Locate each line in the listing below that contains the string "carving" and copy those lines. Matching is case-sensitive.
########
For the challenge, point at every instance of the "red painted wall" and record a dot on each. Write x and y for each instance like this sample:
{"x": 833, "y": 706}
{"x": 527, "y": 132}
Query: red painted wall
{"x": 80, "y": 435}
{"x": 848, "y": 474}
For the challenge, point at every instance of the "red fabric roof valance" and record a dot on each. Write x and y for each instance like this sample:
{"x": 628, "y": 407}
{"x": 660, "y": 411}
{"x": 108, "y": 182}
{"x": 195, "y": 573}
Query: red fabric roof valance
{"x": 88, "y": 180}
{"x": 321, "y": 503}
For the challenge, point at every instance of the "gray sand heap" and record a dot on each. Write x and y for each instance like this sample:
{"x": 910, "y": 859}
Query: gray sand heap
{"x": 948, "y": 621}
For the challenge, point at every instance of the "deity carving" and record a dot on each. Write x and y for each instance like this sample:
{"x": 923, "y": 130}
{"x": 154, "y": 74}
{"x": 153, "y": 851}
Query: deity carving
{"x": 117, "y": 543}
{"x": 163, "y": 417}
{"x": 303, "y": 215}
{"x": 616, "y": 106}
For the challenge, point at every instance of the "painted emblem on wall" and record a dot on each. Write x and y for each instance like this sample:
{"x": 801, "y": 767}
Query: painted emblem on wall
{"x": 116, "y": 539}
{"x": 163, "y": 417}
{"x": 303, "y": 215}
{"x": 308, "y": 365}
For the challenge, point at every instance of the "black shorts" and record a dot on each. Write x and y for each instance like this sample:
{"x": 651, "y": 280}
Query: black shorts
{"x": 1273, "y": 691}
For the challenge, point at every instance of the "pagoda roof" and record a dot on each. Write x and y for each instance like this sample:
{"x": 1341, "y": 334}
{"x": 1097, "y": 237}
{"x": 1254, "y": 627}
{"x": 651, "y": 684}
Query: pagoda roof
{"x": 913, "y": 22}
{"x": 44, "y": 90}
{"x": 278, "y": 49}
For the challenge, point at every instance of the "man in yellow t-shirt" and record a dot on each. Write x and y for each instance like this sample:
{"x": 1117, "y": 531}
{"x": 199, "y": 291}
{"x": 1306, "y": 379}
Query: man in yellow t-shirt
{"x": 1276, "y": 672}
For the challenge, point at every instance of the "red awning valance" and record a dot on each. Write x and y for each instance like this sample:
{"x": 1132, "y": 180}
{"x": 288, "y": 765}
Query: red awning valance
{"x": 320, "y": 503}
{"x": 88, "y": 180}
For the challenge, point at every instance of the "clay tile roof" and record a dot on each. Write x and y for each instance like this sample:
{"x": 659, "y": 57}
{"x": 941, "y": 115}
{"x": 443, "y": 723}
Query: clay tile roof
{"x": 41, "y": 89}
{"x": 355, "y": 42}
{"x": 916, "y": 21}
########
- **Full solution**
For the challenge, point at every instance of the "deity carving" and record a dot on each. Write x and y for each instance like this sample:
Query: deity carving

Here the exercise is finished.